• **How to complete this task**
The line containing "the tree in" marks where to begin; quote it and every line after it through the end of the data, exactly as written.

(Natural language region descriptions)
*** Block opens ***

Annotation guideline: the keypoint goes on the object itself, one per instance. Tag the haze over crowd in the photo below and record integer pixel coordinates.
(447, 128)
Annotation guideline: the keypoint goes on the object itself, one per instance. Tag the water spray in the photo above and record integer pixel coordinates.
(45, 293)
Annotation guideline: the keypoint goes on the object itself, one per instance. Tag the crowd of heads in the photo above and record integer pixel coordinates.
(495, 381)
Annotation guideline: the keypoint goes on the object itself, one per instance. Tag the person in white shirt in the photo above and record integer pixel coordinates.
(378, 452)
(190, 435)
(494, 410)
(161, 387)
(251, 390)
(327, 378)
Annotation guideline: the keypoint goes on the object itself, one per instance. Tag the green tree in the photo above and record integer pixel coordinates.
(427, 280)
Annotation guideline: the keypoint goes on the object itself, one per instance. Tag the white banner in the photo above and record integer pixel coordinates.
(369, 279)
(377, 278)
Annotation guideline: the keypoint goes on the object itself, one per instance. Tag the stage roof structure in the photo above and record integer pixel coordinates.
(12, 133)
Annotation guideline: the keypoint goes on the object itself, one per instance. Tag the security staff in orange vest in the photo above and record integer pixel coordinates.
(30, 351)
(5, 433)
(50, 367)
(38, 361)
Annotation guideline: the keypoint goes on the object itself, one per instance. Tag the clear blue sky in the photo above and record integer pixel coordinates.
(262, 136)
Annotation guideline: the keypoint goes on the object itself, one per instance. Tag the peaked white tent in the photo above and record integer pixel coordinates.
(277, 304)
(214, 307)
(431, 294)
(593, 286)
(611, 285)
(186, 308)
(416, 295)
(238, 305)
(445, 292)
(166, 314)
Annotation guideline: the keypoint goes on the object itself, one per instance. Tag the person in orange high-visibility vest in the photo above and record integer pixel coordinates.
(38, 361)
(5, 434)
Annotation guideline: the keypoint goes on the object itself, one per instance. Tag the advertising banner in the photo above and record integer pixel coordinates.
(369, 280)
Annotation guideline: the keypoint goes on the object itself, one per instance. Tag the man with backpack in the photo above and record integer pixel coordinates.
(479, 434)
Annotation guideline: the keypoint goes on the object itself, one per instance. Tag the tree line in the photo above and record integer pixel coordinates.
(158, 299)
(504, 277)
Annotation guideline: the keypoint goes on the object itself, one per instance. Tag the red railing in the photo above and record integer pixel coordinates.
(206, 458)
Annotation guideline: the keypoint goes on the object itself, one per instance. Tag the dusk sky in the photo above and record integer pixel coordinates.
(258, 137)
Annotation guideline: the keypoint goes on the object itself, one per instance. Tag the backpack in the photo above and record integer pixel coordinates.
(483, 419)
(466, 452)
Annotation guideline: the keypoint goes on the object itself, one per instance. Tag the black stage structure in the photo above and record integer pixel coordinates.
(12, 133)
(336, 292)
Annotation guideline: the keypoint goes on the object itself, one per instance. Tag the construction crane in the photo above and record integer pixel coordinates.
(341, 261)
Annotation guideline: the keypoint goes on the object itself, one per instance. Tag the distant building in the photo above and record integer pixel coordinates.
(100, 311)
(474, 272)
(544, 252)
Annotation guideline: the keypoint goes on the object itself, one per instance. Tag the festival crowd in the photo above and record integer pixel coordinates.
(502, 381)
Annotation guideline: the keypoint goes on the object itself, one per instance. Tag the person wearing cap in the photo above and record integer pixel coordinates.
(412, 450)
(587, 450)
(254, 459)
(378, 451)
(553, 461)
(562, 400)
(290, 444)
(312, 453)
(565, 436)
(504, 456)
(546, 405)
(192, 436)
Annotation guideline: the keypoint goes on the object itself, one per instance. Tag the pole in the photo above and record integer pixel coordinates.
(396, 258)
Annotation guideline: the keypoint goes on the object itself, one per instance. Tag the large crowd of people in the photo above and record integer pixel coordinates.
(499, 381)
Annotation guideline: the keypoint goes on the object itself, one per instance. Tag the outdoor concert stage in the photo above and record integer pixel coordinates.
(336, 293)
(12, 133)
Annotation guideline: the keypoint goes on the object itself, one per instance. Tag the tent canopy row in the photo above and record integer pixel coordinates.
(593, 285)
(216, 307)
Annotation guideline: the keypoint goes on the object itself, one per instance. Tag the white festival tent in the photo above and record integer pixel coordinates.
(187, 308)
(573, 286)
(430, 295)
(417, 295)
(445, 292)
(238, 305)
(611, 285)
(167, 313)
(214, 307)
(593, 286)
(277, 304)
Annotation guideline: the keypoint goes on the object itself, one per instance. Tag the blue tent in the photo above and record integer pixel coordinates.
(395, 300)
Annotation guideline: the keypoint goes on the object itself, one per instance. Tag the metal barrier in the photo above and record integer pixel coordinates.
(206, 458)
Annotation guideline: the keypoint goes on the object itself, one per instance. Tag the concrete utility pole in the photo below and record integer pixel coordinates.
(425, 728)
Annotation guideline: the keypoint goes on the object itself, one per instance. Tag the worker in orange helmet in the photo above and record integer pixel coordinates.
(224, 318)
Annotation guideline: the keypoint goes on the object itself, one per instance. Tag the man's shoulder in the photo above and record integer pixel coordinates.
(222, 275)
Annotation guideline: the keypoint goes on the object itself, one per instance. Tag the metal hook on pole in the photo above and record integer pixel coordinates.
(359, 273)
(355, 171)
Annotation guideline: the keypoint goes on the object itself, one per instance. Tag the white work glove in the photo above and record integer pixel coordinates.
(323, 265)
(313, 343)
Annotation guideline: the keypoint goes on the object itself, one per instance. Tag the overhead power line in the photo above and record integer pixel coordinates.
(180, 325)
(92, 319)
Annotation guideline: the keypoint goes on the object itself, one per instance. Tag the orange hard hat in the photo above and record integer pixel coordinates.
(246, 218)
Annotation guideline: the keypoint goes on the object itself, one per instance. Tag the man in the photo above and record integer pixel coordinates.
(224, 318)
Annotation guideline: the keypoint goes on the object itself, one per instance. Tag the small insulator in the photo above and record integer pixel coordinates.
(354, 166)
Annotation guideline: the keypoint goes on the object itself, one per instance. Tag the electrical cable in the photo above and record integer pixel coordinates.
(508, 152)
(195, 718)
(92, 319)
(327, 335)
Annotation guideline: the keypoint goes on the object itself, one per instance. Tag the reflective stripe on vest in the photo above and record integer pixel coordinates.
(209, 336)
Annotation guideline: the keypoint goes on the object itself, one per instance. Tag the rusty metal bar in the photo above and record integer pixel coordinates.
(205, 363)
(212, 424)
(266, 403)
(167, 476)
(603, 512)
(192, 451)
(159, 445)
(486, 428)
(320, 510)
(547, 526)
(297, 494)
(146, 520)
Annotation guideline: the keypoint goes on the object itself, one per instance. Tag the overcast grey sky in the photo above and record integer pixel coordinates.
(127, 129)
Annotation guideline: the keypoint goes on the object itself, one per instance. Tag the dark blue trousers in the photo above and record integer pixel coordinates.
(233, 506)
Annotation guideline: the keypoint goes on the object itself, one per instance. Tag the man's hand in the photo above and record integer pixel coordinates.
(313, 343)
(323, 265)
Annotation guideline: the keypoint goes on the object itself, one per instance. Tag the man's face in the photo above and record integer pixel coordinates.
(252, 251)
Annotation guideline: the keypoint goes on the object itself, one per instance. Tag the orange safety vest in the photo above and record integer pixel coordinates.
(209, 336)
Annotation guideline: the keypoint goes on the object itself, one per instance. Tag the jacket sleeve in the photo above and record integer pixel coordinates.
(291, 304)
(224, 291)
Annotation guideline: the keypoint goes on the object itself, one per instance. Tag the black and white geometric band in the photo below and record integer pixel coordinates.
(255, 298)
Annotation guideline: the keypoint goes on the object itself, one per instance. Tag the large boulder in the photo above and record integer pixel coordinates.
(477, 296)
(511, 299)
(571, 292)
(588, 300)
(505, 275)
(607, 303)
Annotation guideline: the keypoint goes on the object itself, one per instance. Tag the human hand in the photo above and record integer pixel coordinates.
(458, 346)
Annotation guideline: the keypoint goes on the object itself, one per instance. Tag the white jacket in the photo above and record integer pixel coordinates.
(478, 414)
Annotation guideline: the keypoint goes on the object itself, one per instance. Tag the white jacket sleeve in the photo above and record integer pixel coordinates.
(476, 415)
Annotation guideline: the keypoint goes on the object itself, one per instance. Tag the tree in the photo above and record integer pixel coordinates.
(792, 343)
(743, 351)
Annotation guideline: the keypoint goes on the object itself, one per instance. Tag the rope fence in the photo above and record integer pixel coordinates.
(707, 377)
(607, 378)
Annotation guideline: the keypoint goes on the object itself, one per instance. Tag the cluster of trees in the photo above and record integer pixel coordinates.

*** Block closes ***

• **Exercise response**
Annotation guideline: the keypoint goes on the object itself, one per instance. Tag the tree in the photo above and record integer pixel coordinates.
(792, 343)
(743, 351)
Annotation guideline: the keypoint goes on the object itself, one per instance. Tag the rope fence in the photo above and record integer pixel coordinates.
(707, 377)
(607, 378)
Annotation guideline: the keypoint goes on the object itself, one per instance. Tag the cluster of trees in the photo above and record integer pixel coordinates.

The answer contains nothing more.